• [Trecho]
A renovação da Câmara e do Senado, constrita pelo financiamento de campanha sob controle das cúpulas partidárias, acabou acontecendo, mas não da forma prevista. O ínfimo e direitista PSL, de Jair Bolsonaro, invadiu o parlamento com 52 deputados e 4 senadores. MDB, PSDB e DEM encolheram bastante e a dispersão partidária aumentou. Velhas lideranças políticas apanharam nas urnas e não foram reconduzidas, enquanto que duas dezenas de parlamentares que precisavam do foro para escapar da Lava-Jato se reelegeram. O Congresso que saiu das urnas é mais conservador que o atual.
Os partidos-âncora do Legislativo perderam posições. Deles, o PT foi o que conseguiu manter sua posição de primeira bancada na Câmara, com 56 cadeiras, um pouco à frente do PSL, a segunda maior legenda da Casa. O partido de Bolsonaro ainda pode crescer. Há 23 deputados que poderão migrar porque suas legendas não ultrapassaram a cláusula de barreira. Capitaneando não só o antipetismo, mas a antipolítica, o PSL fez estragos no MDB do presidente Michel Temer e no PSDB que, reduzido a 29 cadeiras, passou da terceira para a nona maior representação.
Foram movimentos distintos. O MDB foi abalado nas urnas pelo desempenho do governo, por escândalos de corrupção e pelo fisiologismo. No caso dos tucanos, houve uma mudança de grande relevância: a direita bolsonarista desalojou o PSDB de sua preponderância no eleitorado de classe média urbana, de alta instrução e renda. Os resultados são eloquentes. Bolsonaro venceu em 97% dos municípios do Estado de São Paulo, que os tucanos governam há 18 anos e em 98,7% das cidades em que o PSDB foi o mais votado nas eleições de 2016 (Folha de S. Paulo, ontem).
O parceiro tradicional dos tucanos, o DEM, perdeu 14 cadeiras, após ter aumentado, na janela partidária, o número de seus deputados para 43. O PSL, ao confrontar a megacoalizão que sustentava o candidato Geraldo Alckmin, arrancou pedaços dos 9 partidos do centrão que o apoiavam. O PP, o principal deles, perdeu 12 cadeiras, o PR, outras 7, o PTB, 6 e o PSD, 4.

• [Dados exibidos]
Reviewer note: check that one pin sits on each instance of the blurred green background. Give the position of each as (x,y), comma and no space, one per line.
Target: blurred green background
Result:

• [Tarefa 1] Segundo o trecho, por que o PSL ainda pode aumentar sua bancada na Câmara? Responda em uma a três frases.
• [Tarefa 2] Extraia do trecho, sem nenhuma alteração, a parte que vai de "Os partidos-âncora do" a "nona maior representação.".
As linhas não são necessárias.

• [Resposta 1] O PSL ainda pode crescer porque há 23 deputados que poderão migrar de partido. Isso acontece porque as legendas deles não ultrapassaram a cláusula de barreira.

• [Resposta 2]
Os partidos-âncora do Legislativo perderam posições. Deles, o PT foi o que conseguiu manter sua posição de primeira bancada na Câmara, com 56 cadeiras, um pouco à frente do PSL, a segunda maior legenda da Casa. O partido de Bolsonaro ainda pode crescer. Há 23 deputados que poderão migrar porque suas legendas não ultrapassaram a cláusula de barreira. Capitaneando não só o antipetismo, mas a antipolítica, o PSL fez estragos no MDB do presidente Michel Temer e no PSDB que, reduzido a 29 cadeiras, passou da terceira para a nona maior representação.